Dataset rows on where objects appear
*-*-*
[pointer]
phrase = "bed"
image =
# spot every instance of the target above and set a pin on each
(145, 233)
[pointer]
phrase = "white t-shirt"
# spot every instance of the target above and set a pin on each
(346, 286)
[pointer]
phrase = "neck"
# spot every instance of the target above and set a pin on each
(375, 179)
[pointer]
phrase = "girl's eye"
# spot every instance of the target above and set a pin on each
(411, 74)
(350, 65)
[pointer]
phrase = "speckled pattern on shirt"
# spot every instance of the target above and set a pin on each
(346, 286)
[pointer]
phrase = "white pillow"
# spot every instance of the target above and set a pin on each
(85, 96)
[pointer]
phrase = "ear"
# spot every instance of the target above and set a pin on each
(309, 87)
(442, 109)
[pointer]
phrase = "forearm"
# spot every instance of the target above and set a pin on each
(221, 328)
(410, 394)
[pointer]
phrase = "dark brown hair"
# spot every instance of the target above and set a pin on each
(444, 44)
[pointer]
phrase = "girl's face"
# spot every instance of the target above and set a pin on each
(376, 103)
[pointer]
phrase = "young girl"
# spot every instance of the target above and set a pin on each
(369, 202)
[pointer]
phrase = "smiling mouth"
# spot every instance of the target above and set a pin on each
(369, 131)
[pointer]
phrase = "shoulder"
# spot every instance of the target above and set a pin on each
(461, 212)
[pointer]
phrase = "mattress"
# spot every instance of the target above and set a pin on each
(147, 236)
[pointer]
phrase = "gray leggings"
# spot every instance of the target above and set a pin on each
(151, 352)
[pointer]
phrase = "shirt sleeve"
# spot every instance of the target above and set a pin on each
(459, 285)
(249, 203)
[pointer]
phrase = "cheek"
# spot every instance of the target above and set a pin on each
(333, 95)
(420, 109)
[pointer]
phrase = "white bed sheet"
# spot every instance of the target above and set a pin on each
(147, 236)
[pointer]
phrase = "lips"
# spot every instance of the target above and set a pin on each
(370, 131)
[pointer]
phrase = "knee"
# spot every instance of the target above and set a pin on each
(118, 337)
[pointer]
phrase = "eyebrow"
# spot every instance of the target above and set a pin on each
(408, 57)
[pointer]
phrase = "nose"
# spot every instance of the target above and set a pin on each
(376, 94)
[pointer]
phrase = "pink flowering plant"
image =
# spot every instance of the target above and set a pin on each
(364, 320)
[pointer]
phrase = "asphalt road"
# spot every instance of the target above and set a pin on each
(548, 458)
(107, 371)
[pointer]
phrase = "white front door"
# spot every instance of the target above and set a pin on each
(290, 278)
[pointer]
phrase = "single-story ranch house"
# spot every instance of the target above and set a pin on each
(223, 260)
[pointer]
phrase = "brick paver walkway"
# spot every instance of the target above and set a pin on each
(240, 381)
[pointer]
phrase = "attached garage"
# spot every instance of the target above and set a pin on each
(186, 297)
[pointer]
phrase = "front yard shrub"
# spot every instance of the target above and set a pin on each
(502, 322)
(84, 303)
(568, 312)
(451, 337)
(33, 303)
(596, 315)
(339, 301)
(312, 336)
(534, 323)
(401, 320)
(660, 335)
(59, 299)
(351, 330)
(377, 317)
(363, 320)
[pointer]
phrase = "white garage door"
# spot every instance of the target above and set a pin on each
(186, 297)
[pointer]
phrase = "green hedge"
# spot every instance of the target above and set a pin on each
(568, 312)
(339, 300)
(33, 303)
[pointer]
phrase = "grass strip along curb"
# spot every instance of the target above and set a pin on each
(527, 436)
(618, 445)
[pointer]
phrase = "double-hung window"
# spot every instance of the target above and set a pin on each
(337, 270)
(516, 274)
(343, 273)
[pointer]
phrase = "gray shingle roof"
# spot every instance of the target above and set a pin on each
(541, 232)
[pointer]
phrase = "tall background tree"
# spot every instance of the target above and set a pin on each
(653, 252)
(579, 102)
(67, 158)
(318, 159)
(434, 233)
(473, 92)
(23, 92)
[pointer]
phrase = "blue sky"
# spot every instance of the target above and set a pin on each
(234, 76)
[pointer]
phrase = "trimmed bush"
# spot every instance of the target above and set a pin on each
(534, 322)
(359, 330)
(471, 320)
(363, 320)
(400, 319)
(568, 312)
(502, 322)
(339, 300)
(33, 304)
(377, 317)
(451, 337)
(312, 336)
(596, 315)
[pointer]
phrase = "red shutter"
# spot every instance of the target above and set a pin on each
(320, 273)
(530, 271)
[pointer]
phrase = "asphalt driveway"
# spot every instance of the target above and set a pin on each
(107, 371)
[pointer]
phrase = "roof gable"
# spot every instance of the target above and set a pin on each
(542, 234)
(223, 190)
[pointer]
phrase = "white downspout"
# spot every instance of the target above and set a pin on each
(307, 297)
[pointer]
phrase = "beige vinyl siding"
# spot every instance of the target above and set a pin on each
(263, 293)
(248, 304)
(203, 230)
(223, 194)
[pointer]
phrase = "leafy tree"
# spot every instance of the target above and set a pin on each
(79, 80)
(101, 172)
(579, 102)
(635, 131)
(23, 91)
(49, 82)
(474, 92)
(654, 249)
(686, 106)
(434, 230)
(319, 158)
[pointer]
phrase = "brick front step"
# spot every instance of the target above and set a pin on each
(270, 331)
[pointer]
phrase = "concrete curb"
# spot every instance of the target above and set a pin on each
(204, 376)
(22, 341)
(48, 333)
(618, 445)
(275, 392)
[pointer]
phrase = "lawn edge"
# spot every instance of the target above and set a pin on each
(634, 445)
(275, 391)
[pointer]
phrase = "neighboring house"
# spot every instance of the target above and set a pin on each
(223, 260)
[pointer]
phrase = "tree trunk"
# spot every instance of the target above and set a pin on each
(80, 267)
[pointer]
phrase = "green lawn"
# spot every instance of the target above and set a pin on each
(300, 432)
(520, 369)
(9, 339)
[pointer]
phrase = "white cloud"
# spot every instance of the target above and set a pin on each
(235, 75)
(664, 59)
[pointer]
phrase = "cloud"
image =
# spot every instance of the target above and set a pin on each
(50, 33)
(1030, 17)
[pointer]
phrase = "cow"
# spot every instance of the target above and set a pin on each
*-*-*
▶ AIM OF THE EXERCISE
Repeat the records above exactly.

▶ WRITTEN RESPONSE
[pointer]
phrase = "bed"
image =
# spot every instance of the target above and set a pin on each
(145, 233)
[pointer]
phrase = "white t-shirt"
# spot every instance of the target above and set a pin on each
(346, 286)
[pointer]
phrase = "neck"
# spot every instance of the target above and set a pin on each
(375, 179)
[pointer]
phrase = "girl's eye"
# spot every instance of the target above and set a pin on each
(411, 74)
(350, 65)
[pointer]
phrase = "speckled pattern on shirt"
# spot every instance of the target above and set a pin on each
(346, 286)
[pointer]
phrase = "white pillow"
# spot every instance of the target above and set a pin on each
(85, 96)
[pointer]
phrase = "ear"
# spot every instance of the target above and set a pin on each
(309, 87)
(442, 109)
[pointer]
phrase = "forearm"
# spot every instance of the target above and set a pin on each
(221, 328)
(410, 394)
[pointer]
phrase = "dark brown hair"
# spot every instance of the target above and set a pin on each
(444, 44)
[pointer]
phrase = "girl's face"
# spot every instance of the target above and set a pin on each
(376, 103)
[pointer]
phrase = "young girl"
# spot every instance of the target above and set a pin on each
(369, 202)
[pointer]
phrase = "smiling mouth"
# spot every instance of the target above and set a pin on each
(369, 131)
[pointer]
phrase = "shoulder"
# spot every instance of the target above and set a pin on each
(461, 212)
[pointer]
phrase = "mattress"
# spot every instance of the target above and set a pin on each
(147, 236)
[pointer]
phrase = "gray leggings"
# spot every instance of the target above and set a pin on each
(151, 352)
[pointer]
phrase = "shirt sleeve"
# spot every instance of the target above and set a pin on each
(459, 285)
(249, 203)
[pointer]
phrase = "cheek"
# spot every instance of the target above and set a pin on each
(333, 95)
(420, 109)
[pointer]
phrase = "white bed sheet"
# spot every instance of the target above and set a pin on each
(147, 236)
[pointer]
phrase = "lips"
# spot every instance of the target above and set a pin on each
(370, 131)
[pointer]
phrase = "knee"
# spot every instance of the target above and set a pin on each
(118, 337)
[pointer]
phrase = "eyebrow"
# spot every instance of the target above and set a pin on each
(408, 57)
[pointer]
phrase = "nose"
# spot every instance of the target above and set a pin on each
(376, 94)
[pointer]
phrase = "pink flowering plant"
image =
# spot every instance of the target above and set a pin on each
(364, 320)
[pointer]
phrase = "asphalt road"
# spot every instance of the target above and set a pin on each
(548, 458)
(107, 371)
[pointer]
phrase = "white front door"
# spot every instance of the target above and set a pin on each
(290, 278)
[pointer]
phrase = "single-story ranch house"
# spot every instance of the target above and set a pin on each
(223, 260)
[pointer]
phrase = "brick paver walkway"
# spot every instance of the target above and set a pin on each
(240, 381)
[pointer]
phrase = "attached garage"
# spot every instance of the target above and set a pin on each
(186, 297)
[pointer]
phrase = "front yard shrub"
# spot every instance of the target above and set a pin on each
(502, 322)
(84, 303)
(568, 312)
(451, 337)
(33, 303)
(596, 315)
(339, 301)
(312, 336)
(534, 323)
(401, 320)
(660, 335)
(59, 299)
(351, 330)
(377, 317)
(363, 320)
[pointer]
phrase = "white garage door"
# spot every instance of the target above and set a pin on each
(186, 297)
[pointer]
phrase = "green hedge"
# spot every instance of the target above and set a pin on each
(568, 312)
(339, 300)
(33, 303)
[pointer]
phrase = "grass strip along curb"
# spot every instance of the target above and set a pin on each
(527, 436)
(618, 445)
[pointer]
phrase = "double-hung window"
# spot every instance of the target above and set a pin on each
(337, 270)
(516, 274)
(343, 273)
[pointer]
phrase = "gray shingle roof"
# spot every instance of the target above and set a pin on each
(541, 232)
[pointer]
phrase = "tall background tree"
# spot every instance of the target above and set a pin on each
(653, 252)
(579, 102)
(67, 158)
(318, 159)
(434, 233)
(473, 92)
(23, 92)
[pointer]
phrase = "blue sky"
# spot every instance of the target above and set a pin on each
(234, 76)
[pointer]
phrase = "trimmed bush"
# spot every instance of the target above and set a pin on each
(534, 322)
(359, 330)
(471, 320)
(363, 320)
(400, 319)
(568, 312)
(502, 322)
(339, 300)
(33, 304)
(377, 317)
(451, 337)
(312, 336)
(596, 315)
[pointer]
phrase = "red shutter"
# spot every instance of the target above and set a pin on each
(320, 273)
(530, 271)
[pointer]
phrase = "asphalt driveway"
# spot every instance of the target above and set a pin on each
(107, 371)
[pointer]
phrase = "roof gable"
# spot every instance of the target above and set a pin on each
(542, 234)
(223, 190)
[pointer]
phrase = "white downspout"
# spot every instance of the target above and set a pin on each
(307, 297)
[pointer]
phrase = "beige vinyl siding"
# spot every instance of the target above and set a pin on each
(263, 293)
(248, 304)
(203, 230)
(223, 194)
[pointer]
phrase = "leafy tree"
# spot every instance of the target above and set a pin on each
(79, 80)
(101, 172)
(579, 102)
(635, 131)
(23, 91)
(49, 82)
(474, 92)
(654, 249)
(686, 106)
(434, 230)
(319, 158)
[pointer]
phrase = "brick front step"
# spot every instance of the target above and set a pin on each
(270, 331)
[pointer]
phrase = "concrete curb"
# spot every instance of the target above and set a pin on each
(204, 376)
(22, 341)
(48, 333)
(618, 445)
(275, 392)
[pointer]
phrase = "lawn edge"
# spot every instance of the target above and set a pin on each
(634, 445)
(275, 391)
[pointer]
phrase = "neighboring house"
# spot every instance of the target above and set a pin on each
(223, 260)
[pointer]
phrase = "tree trunk"
# spot every instance of the target above and set a pin on each
(80, 267)
[pointer]
phrase = "green lawn"
# spot every instance of the target above and set a pin on each
(300, 432)
(520, 369)
(9, 339)
[pointer]
phrase = "white cloud"
# spot every instance of the target above and set a pin on each
(235, 75)
(664, 59)
[pointer]
phrase = "cloud"
image =
# spot every instance of the target above and set a pin on each
(50, 33)
(1030, 17)
[pointer]
phrase = "cow"
# spot every instance of the target above and set a pin on each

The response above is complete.